Given records |
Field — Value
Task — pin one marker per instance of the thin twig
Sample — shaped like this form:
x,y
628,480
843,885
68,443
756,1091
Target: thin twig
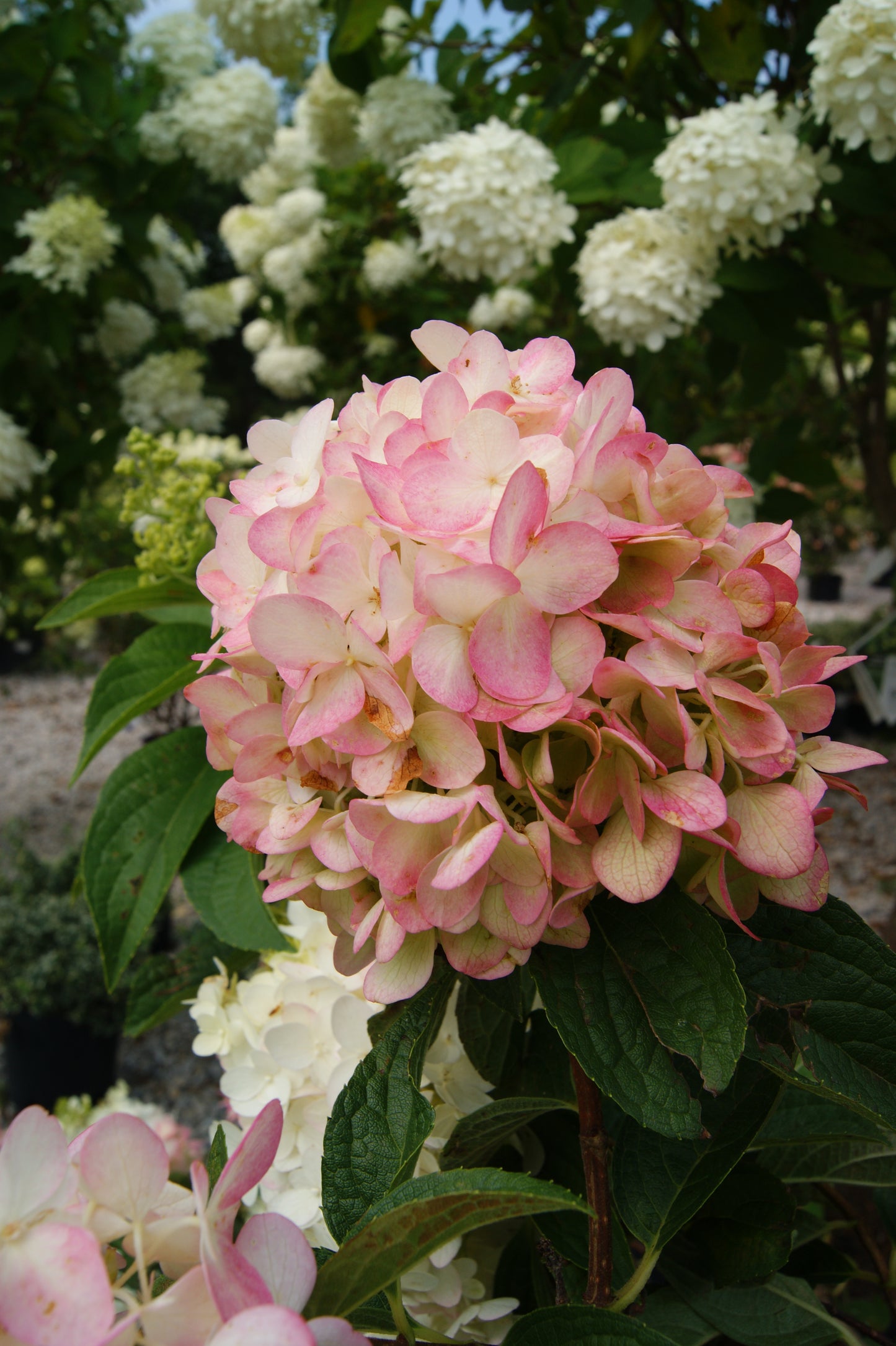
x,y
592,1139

...

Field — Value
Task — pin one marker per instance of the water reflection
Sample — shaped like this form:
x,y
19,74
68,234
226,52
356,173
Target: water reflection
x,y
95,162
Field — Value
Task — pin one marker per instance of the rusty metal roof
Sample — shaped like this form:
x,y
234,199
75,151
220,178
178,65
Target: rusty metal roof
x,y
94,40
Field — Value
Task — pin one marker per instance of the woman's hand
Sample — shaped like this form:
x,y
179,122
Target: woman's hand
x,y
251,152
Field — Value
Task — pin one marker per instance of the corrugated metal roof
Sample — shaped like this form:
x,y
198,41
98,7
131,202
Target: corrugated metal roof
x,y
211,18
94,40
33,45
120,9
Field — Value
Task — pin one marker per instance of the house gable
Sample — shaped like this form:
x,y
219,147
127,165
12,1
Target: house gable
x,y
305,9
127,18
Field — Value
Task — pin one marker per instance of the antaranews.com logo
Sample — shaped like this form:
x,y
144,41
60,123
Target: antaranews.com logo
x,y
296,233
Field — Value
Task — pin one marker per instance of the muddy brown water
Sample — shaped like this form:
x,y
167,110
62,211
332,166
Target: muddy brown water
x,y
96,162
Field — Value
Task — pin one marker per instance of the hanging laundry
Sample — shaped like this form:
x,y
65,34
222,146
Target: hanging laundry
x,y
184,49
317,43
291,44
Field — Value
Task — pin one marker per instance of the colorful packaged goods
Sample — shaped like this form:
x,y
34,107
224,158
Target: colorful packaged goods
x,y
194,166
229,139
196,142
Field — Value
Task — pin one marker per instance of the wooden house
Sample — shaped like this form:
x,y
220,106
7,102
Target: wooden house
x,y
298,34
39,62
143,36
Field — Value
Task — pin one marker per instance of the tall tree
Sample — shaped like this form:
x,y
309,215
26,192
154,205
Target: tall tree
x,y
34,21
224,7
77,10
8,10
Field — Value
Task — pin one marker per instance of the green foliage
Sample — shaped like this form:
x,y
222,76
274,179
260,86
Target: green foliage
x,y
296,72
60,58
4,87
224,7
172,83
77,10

Exercise aim |
In the listing above, find the line containing "Task — pin one marker per instance of the colorful" and the line containing "Task — pin one marker per instance of the green", then repeat those two lines and everything between them exactly.

Your solution |
Task — pin one marker per instance of the colorful packaged goods
Sample — shaped like this form:
x,y
34,107
224,158
Target: colorful packaged goods
x,y
194,166
229,139
196,142
Field — Value
Task — pin one marker per instance of the wooden house
Sample — shaped like this form:
x,y
220,106
7,102
Target: wooden house
x,y
298,34
39,62
143,36
Field — Value
Task — pin one marker per instance of the tall tree
Sample — shaped like this form:
x,y
309,215
26,192
154,205
Target: tall tree
x,y
34,21
224,7
77,10
8,10
Field — Value
Task — pin one marker per instance of the green foliage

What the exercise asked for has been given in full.